The American colonies, at the borderland of two worlds, was a place of stark contrasts. This drove home the vast differences of culture, social order, and economic systems. The agricultural colonies, to many early American thinkers, seemed like an optimal balance of rural health and the benefits of civilization, but it was also understood as a precarious balance that likely could not last. Someone like Jefferson hoped to restrain the worst elements of modernity while holding onto the best elements of the what came before. Other founders shared this aspiration and, with early American populations having been small, this aspiration didn’t appear unrealistic. Such a vast continent, argued Jefferson, could maintain an agricultural society for centuries. The forces of modernization, however, happened much more quickly than expected.

Nonetheless, this rural way of life held on longer in the South and it fed into the regional division that eventually split the nation in civil war. Southeners weren’t only fighting about racialized slavery but also fighting against what they perceived as the wage slavery of industrialization. Their fear wasn’t only of political dependence on a distant, centralized power but also fear of economic dependence on big biz, corporate capitalists, monied interests, and foreign investors. As an early indication of this mindset, Jefferson went so far as to advise including “restriction against monopolies” (equal to “protection against standing armies”) in the Bill of Rights, as it was understood that a private corporation like the British East India Company could be as oppressive and threatening as any government (letter to James Madison, 20 December 1787). In fact, corporations were sometimes referred to as governments or like governments. The rise of corporate capitalism and industrialized urbanization was seen with great trepidation.

This fear of urbanization, industrialization, and modernization has never gone away. We Americans still think in terms of the divide between the rural and urban. And in the South, to this day, fairly large populations remain in rural areas. The Jeffersonian vision of yeoman independence and liberty still resonates for many Americans. It remains powerful both in experience and in rhetoric. Also, this isn’t mere nostalgia. The destruction of the small family farm and rural farm communities was systematically enacted through government agricultural policies and subsidization of big ag. Jefferson’s American Dream didn’t die of natural causes but was murdered, such that mass industrialization took over even farming. That happened within living memory.

#### GIVEN RECORDS

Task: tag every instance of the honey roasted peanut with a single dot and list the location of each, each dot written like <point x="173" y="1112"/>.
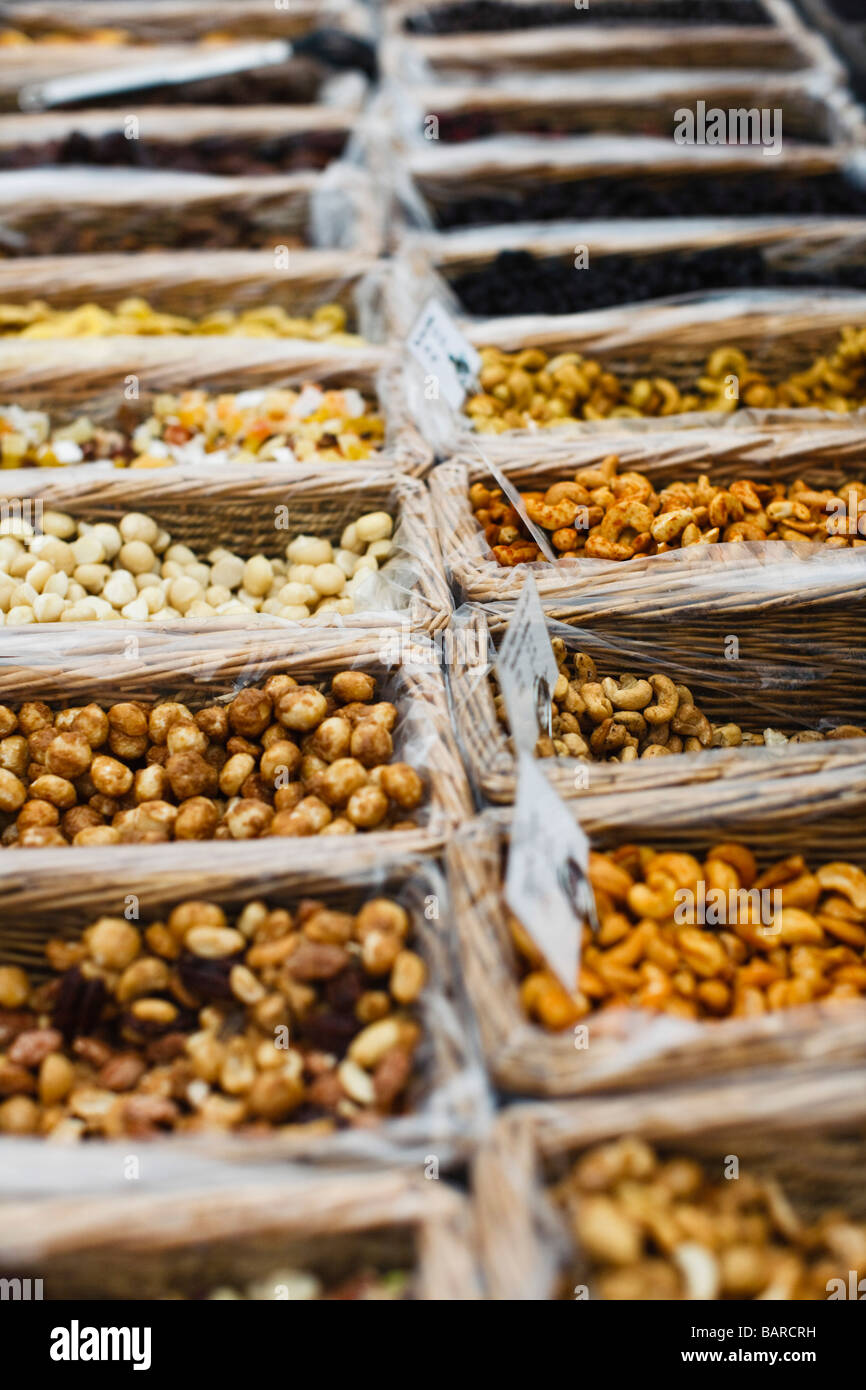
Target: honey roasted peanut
<point x="706" y="940"/>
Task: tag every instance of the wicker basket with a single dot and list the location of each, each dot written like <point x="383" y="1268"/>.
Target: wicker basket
<point x="74" y="377"/>
<point x="730" y="576"/>
<point x="431" y="262"/>
<point x="809" y="1134"/>
<point x="784" y="45"/>
<point x="182" y="20"/>
<point x="446" y="1100"/>
<point x="780" y="332"/>
<point x="200" y="669"/>
<point x="820" y="815"/>
<point x="790" y="677"/>
<point x="184" y="1244"/>
<point x="815" y="109"/>
<point x="120" y="209"/>
<point x="237" y="506"/>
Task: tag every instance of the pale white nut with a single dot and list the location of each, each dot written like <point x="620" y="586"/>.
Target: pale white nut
<point x="88" y="549"/>
<point x="257" y="576"/>
<point x="217" y="594"/>
<point x="92" y="577"/>
<point x="136" y="556"/>
<point x="136" y="610"/>
<point x="60" y="524"/>
<point x="374" y="526"/>
<point x="349" y="540"/>
<point x="59" y="584"/>
<point x="47" y="608"/>
<point x="39" y="574"/>
<point x="136" y="526"/>
<point x="309" y="549"/>
<point x="56" y="552"/>
<point x="342" y="605"/>
<point x="328" y="580"/>
<point x="120" y="588"/>
<point x="181" y="553"/>
<point x="346" y="560"/>
<point x="228" y="571"/>
<point x="111" y="538"/>
<point x="302" y="573"/>
<point x="78" y="613"/>
<point x="184" y="592"/>
<point x="20" y="615"/>
<point x="24" y="594"/>
<point x="200" y="573"/>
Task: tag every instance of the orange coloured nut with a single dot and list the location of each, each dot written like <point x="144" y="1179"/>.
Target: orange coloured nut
<point x="196" y="819"/>
<point x="249" y="713"/>
<point x="13" y="792"/>
<point x="68" y="755"/>
<point x="191" y="776"/>
<point x="235" y="772"/>
<point x="93" y="723"/>
<point x="371" y="742"/>
<point x="56" y="790"/>
<point x="213" y="720"/>
<point x="128" y="719"/>
<point x="332" y="738"/>
<point x="367" y="808"/>
<point x="110" y="777"/>
<point x="38" y="813"/>
<point x="161" y="719"/>
<point x="248" y="819"/>
<point x="339" y="781"/>
<point x="280" y="762"/>
<point x="302" y="708"/>
<point x="185" y="737"/>
<point x="353" y="685"/>
<point x="402" y="784"/>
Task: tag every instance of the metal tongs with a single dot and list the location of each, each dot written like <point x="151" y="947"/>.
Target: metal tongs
<point x="331" y="47"/>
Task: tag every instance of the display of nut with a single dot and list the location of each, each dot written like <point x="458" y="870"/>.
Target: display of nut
<point x="277" y="1015"/>
<point x="267" y="762"/>
<point x="605" y="514"/>
<point x="148" y="577"/>
<point x="663" y="1225"/>
<point x="619" y="719"/>
<point x="708" y="938"/>
<point x="527" y="388"/>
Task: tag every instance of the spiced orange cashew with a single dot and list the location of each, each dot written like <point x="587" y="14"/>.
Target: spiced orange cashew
<point x="666" y="701"/>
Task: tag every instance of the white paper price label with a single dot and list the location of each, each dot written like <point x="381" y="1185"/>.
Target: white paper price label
<point x="444" y="352"/>
<point x="527" y="669"/>
<point x="548" y="877"/>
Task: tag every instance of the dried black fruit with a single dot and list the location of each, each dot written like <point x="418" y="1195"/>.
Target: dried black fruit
<point x="79" y="1004"/>
<point x="328" y="1032"/>
<point x="207" y="979"/>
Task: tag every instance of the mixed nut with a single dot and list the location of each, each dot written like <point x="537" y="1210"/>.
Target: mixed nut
<point x="620" y="720"/>
<point x="530" y="388"/>
<point x="805" y="941"/>
<point x="278" y="759"/>
<point x="200" y="1020"/>
<point x="663" y="1226"/>
<point x="303" y="1286"/>
<point x="75" y="571"/>
<point x="285" y="426"/>
<point x="605" y="514"/>
<point x="135" y="317"/>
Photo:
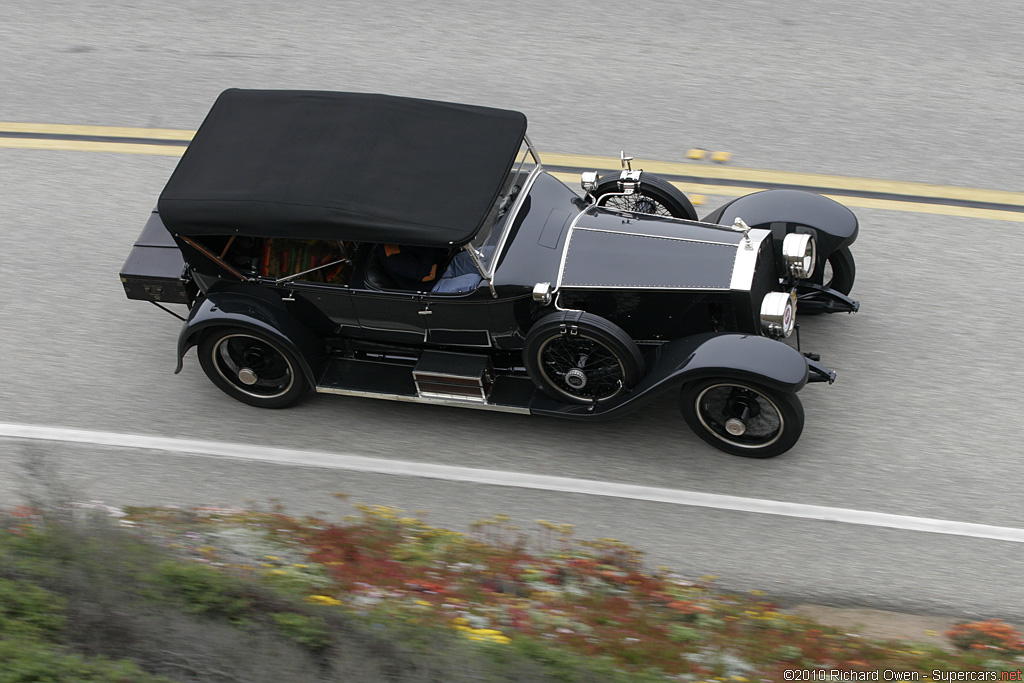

#### TASK LIST
[1] In the passage on Jefferson's agrarian vision, what did Jefferson advise adding to the Bill of Rights?
[2] Print the part of the passage on Jefferson's agrarian vision starting at "The American colonies, at" and ending at "quickly than expected.".

#### RESPONSES PER TASK
[1] A "restriction against monopolies."

[2]
The American colonies, at the borderland of two worlds, was a place of stark contrasts. This drove home the vast differences of culture, social order, and economic systems. The agricultural colonies, to many early American thinkers, seemed like an optimal balance of rural health and the benefits of civilization, but it was also understood as a precarious balance that likely could not last. Someone like Jefferson hoped to restrain the worst elements of modernity while holding onto the best elements of the what came before. Other founders shared this aspiration and, with early American populations having been small, this aspiration didn’t appear unrealistic. Such a vast continent, argued Jefferson, could maintain an agricultural society for centuries. The forces of modernization, however, happened much more quickly than expected.